Supplied passage ->
— Begin —

The first time I ever thought deeply about the law was when the State of California strapped my cousin Foster to a chair and made him breathe poison gas.
Foster had shot his wife as she slept. He held a pillow against her face and pressed the gun against it so the noise wouldn’t disturb his two kids sleeping upstairs. It woke them anyway, and the police found Foster kneeling on the floor, his arms around them, rocking back and forth, Foster’s shirt soaked with their tears and their mother’s blood.
I learned this through my own mother’s tears as she stood bending over the kitchen table, staring at a newspaper clipping that told about Foster’s execution the day before. She said Foster was a good man who had gone insane. I read the clipping again and again. How could they take his life like that? Could they take mine when I was grown? Could they take my son’s? If he really was insane, was it right to kill him? I didn’t know, and no one else was even talking about it.
Three years later another man sat in the same chair where my cousin Foster had sat, and everyone was talking about it. His name was Caryl Chessman.
I decided then to become a lawyer, and find out why Chessman’s life was so championed, and Foster’s so forgotten.
My first law partner was Richard Milner. Our firm was Rosmarin & Milner, though if you asked Dick Milner about it, he might remember it as Milner & Rosmarin. We two lawyers were going to slay every dragon of injustice, give voice to those who had none, and make the world better. Those at least were our dreams. I was 13 years old.
Sometimes, bad things happen. That same year my mother died; our family fractured. So did Rosmarin & Milner: there was no money for law school.
Instead I worked three jobs to pay my way through college, and persisted despite setbacks that saw me graduate well after most of my fellow freshmen had earned their degrees. Though I put aside any idea of being a lawyer (in part because I discovered a small talent for writing), I never lost the zeal for justice and fair treatment. As a college journalist I investigated what seemed the unfair denial of tenure of one of my professors. The series won the William Randolph Hearst Award for College Journalism.
I turned full-time professional six years before graduation, and continued to pursue the kind of news reporting I felt could make a difference in the community. I continued to win awards, for investigations of unfair business practices, of corruption in local government, of organized crime. Beyond that kind of formal recognition for my work, I took no less gratification in certain expressions of unsolicited appreciation offered by the subjects of those news stories:
• the crooked owner of a waste disposal business who wrote to object to being called a “trash magnate.”

— End —

Directive 1 ->
In the essay about cousin Foster, what award did the college series on a professor's tenure denial win?
Directive 2 ->
Please carry the essay about cousin Foster forward from its final line.

[Coordinate labeling data]
— Begin —

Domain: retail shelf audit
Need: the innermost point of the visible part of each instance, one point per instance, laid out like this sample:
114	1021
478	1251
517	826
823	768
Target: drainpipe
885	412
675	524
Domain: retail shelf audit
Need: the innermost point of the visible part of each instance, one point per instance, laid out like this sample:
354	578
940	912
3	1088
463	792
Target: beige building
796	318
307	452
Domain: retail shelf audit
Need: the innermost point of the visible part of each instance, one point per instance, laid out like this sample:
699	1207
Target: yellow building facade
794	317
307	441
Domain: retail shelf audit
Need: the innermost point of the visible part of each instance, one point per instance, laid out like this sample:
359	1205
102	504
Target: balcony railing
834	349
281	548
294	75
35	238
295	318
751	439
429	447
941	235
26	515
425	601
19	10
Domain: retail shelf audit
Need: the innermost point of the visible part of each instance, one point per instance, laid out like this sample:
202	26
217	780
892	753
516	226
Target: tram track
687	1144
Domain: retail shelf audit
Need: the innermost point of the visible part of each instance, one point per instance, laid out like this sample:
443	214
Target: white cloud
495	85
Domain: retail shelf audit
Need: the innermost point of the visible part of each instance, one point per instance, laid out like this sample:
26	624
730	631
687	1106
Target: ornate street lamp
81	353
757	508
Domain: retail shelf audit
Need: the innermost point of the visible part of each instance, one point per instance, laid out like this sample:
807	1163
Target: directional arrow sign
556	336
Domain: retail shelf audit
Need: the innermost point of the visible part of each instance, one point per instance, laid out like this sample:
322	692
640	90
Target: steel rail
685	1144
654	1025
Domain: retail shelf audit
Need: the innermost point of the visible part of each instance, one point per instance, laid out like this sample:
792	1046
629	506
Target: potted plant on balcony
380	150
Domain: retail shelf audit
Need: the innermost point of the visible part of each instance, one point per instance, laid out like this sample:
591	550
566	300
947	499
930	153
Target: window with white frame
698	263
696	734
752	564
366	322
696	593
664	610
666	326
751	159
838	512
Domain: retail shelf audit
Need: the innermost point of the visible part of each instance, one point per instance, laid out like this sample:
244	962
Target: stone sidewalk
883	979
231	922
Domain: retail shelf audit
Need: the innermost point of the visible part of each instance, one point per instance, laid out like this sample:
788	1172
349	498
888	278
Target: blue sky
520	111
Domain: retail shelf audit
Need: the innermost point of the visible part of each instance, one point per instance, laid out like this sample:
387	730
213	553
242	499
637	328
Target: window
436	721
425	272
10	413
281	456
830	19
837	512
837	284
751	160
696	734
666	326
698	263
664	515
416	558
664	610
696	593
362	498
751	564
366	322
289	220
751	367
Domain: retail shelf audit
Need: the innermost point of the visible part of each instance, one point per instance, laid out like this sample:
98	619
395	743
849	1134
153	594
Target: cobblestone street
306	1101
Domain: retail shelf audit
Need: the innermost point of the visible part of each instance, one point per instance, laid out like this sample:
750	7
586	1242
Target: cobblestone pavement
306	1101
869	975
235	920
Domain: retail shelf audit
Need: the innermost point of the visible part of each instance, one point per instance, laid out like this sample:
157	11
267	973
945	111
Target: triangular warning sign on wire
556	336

— End —

Result 1 ->
The William Randolph Hearst Award for College Journalism.

Result 2 ->
• the planning commissioner who—after being indicted and convicted partly on the evidence uncovered by my work—as he was being led off to prison, turned and shook my hand, and said I had been fair and had done a good job.
• the spokesman for a commercial real estate giant in California who was overheard by a colleague to say that I was ruthless when I saw injustice and would never give up.
• a trio of heavy–set “vice presidents” of a diamond business, run by organized crime, who followed me around in hopes of intimidating me from featuring their company in my newspaper. Their associates had successfully discouraged an Arizona reporter the year before by blowing him up. We featured them anyway, I stayed intact, and they moved back to the desert.
Then came the ‘80s. The “but enough about you, let’s talk about me” ‘80s. I was as guilty as anyone else: I wanted to make some money, and I discovered I could make a lot more of it writing advertising than I could chasing crooks with a typewriter.
Advertising filled my wallet but not my soul. In 1986 I enrolled in Naropa Institute to study psychology, and to work with people in crisis. As an intern, later an employee, of the Emergency Psychiatric Service of the Mental Health Center of Boulder County, in Colorado, I saw people at their worst, and helped them find their way back to their best (or at least their not–so–bad). What I learned of human nature there, and what I was able to give back of my own human nature, was useful and of value to me (and I hope to others) in law school, and I trust will continue to be now as a lawyer.
But I'm getting a little ahead of myself. I wanted to tell you what brought me to this beloved and reviled profession.
Sometimes, good things happen. I met a woman, loved her, had children with her. The years before law school I spent nurturing those little sweethearts, work that was, and continues to be, at least as nurturing to me. When both of them had started school, and were beginning to find their own voices, I was reminded of my own childhood aspirations.
And so I remembered Foster, and what I wanted to be.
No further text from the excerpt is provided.